EJERCICIO BREVE A » Copia, una por línea, todas las intervenciones entre comillas angulares que el pasaje del Evangelio según san Marcos atribuye a Jesús.

BLOQUE DE TEXTO »
******

3 – Octubre. XXVII Domingo del Tiempo Ordinario
Misioneros digitales católicos MDC |
Evangelio según san Marcos 10, 2-16
Acercándose unos fariseos, le preguntaban para ponerlo a prueba: «¿Le es lícito al hombre repudiar a su mujer?». Él les replicó: «¿Qué os ha mandado Moisés?». Contestaron: «Moisés permitió escribir el acta de divorcio y repudiarla». Jesús les dijo: «Por la dureza de vuestro corazón dejó escrito Moisés este precepto. Pero al principio de la creación Dios los creó hombre y mujer. Por eso dejará el hombre a su padre y a su madre, se unirá a su mujer y serán los dos una sola carne. De modo que ya no son dos, sino una sola carne. Pues lo que Dios ha unido, que no lo separe el hombre». En casa, los discípulos volvieron a preguntarle sobre lo mismo. Él les dijo: «Si uno repudia a su mujer y se casa con otra, comete adulterio contra la primera. Y si ella repudia a su marido y se casa con otro, comete adulterio». Acercaban a Jesús niños para que los tocara, pero los discípulos los regañaban. Al verlo, Jesús se enfadó y les dijo: «Dejad que los niños se acerquen a mí: no se lo impidáis, pues de los que son como ellos es el reino de Dios. En verdad os digo que quien no reciba el reino de Dios como un niño, no entrará en él». Y tomándolos en brazos los bendecía imponiéndoles las manos.

******

EJERCICIO BREVE B » Recoge del listado cada línea que contenga la cadena "guitar", distinguiendo entre mayúsculas y minúsculas.

[Registros de una colección de datos]
******

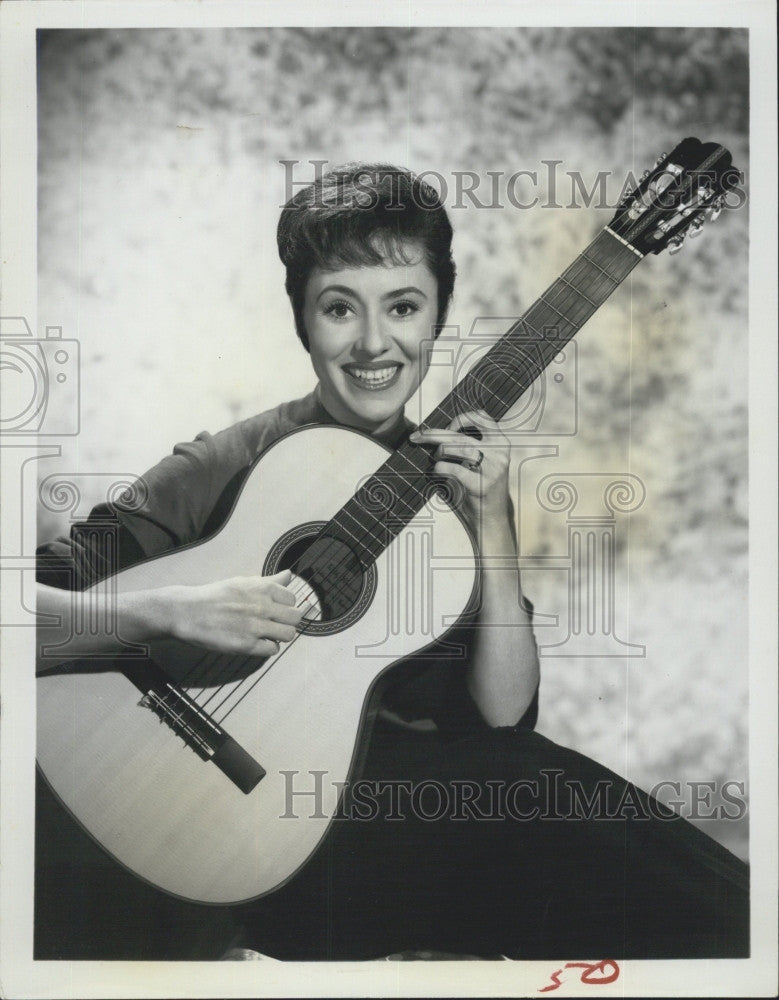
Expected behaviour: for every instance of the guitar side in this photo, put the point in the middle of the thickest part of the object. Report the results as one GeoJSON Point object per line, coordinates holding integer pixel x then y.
{"type": "Point", "coordinates": [179, 821]}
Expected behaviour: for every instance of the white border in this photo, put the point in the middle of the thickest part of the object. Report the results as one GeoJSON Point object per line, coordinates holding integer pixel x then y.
{"type": "Point", "coordinates": [19, 975]}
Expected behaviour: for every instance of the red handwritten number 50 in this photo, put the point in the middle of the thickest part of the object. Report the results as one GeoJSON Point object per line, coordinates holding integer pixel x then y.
{"type": "Point", "coordinates": [594, 974]}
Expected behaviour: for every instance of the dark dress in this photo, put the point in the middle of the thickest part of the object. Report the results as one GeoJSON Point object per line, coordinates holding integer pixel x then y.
{"type": "Point", "coordinates": [455, 837]}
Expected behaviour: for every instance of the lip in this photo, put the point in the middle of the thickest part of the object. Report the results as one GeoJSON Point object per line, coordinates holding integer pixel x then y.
{"type": "Point", "coordinates": [369, 386]}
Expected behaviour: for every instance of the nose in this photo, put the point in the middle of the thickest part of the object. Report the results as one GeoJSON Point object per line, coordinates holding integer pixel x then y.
{"type": "Point", "coordinates": [373, 340]}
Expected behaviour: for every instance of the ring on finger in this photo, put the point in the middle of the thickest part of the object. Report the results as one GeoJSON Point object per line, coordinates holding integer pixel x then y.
{"type": "Point", "coordinates": [472, 464]}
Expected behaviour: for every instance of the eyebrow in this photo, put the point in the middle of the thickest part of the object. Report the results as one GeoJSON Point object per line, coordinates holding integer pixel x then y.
{"type": "Point", "coordinates": [345, 290]}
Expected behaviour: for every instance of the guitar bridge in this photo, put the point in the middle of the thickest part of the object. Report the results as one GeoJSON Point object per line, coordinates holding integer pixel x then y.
{"type": "Point", "coordinates": [200, 732]}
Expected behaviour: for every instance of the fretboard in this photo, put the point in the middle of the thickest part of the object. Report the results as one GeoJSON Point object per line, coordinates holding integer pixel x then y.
{"type": "Point", "coordinates": [388, 501]}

******

RESULTADO DEL EJERCICIO A »
«¿Qué os ha mandado Moisés?»
«Por la dureza de vuestro corazón dejó escrito Moisés este precepto. Pero al principio de la creación Dios los creó hombre y mujer. Por eso dejará el hombre a su padre y a su madre, se unirá a su mujer y serán los dos una sola carne. De modo que ya no son dos, sino una sola carne. Pues lo que Dios ha unido, que no lo separe el hombre»
«Si uno repudia a su mujer y se casa con otra, comete adulterio contra la primera. Y si ella repudia a su marido y se casa con otro, comete adulterio»
«Dejad que los niños se acerquen a mí: no se lo impidáis, pues de los que son como ellos es el reino de Dios. En verdad os digo que quien no reciba el reino de Dios como un niño, no entrará en él»

RESULTADO DEL EJERCICIO B »
Expected behaviour: for every instance of the guitar side in this photo, put the point in the middle of the thickest part of the object. Report the results as one GeoJSON Point object per line, coordinates holding integer pixel x then y.
Expected behaviour: for every instance of the guitar bridge in this photo, put the point in the middle of the thickest part of the object. Report the results as one GeoJSON Point object per line, coordinates holding integer pixel x then y.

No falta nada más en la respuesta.